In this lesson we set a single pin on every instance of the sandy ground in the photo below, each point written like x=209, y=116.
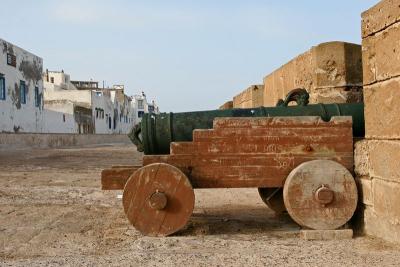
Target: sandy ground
x=52, y=212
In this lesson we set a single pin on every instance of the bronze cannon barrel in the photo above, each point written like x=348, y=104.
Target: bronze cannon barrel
x=159, y=130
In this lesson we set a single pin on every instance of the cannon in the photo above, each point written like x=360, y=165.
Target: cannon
x=299, y=157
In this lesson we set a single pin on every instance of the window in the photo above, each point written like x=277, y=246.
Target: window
x=11, y=60
x=140, y=104
x=22, y=92
x=37, y=97
x=2, y=87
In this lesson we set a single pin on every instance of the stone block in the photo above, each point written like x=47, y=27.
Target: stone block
x=381, y=55
x=378, y=226
x=379, y=17
x=227, y=105
x=378, y=159
x=330, y=72
x=383, y=157
x=361, y=158
x=382, y=109
x=250, y=98
x=340, y=234
x=364, y=186
x=386, y=200
x=336, y=95
x=337, y=64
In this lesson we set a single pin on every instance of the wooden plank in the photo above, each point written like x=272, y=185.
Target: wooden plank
x=258, y=152
x=293, y=145
x=235, y=171
x=115, y=178
x=270, y=133
x=280, y=122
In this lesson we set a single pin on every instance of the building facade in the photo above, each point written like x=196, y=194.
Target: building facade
x=21, y=90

-=-=-=-=-

* _WHAT TO DO_:
Switch "lesson" to "exercise" everywhere in the rows above and write the rows out again with nothing else changed. Leave the pictures out.

* _CORRECT RESULT_:
In this exercise we set a single pin on every instance of the sandy ground in the photo below, each point written like x=209, y=116.
Target: sandy ground
x=52, y=212
In this exercise we set a single pin on every instance of the bronze cannon barrel in the photo above, each point written like x=348, y=104.
Target: bronze cannon barrel
x=159, y=130
In this exercise we set a single pin on every instance of the cannon in the photo above, each point written like x=360, y=165.
Target: cannon
x=299, y=157
In this exercise we set a single pin on every instance of the window in the photo above, each point written like x=277, y=246.
Target: window
x=11, y=60
x=140, y=104
x=22, y=92
x=37, y=97
x=2, y=87
In this exercise we set a single pin on every instance of the stone block in the photo above, each point written like x=47, y=27.
Target: stone block
x=381, y=55
x=378, y=226
x=379, y=17
x=227, y=105
x=378, y=159
x=330, y=72
x=383, y=157
x=361, y=158
x=382, y=109
x=250, y=98
x=340, y=234
x=364, y=186
x=386, y=200
x=336, y=95
x=337, y=64
In this exercise we set a single pin on every instance of the wooden plank in the photo above, each point written like x=272, y=185.
Target: wooden plank
x=258, y=152
x=293, y=145
x=235, y=171
x=115, y=178
x=270, y=133
x=280, y=122
In this exercise we set a single pin on every instance of the building facade in the photo above, each point written like x=196, y=194.
Target: building facade
x=21, y=90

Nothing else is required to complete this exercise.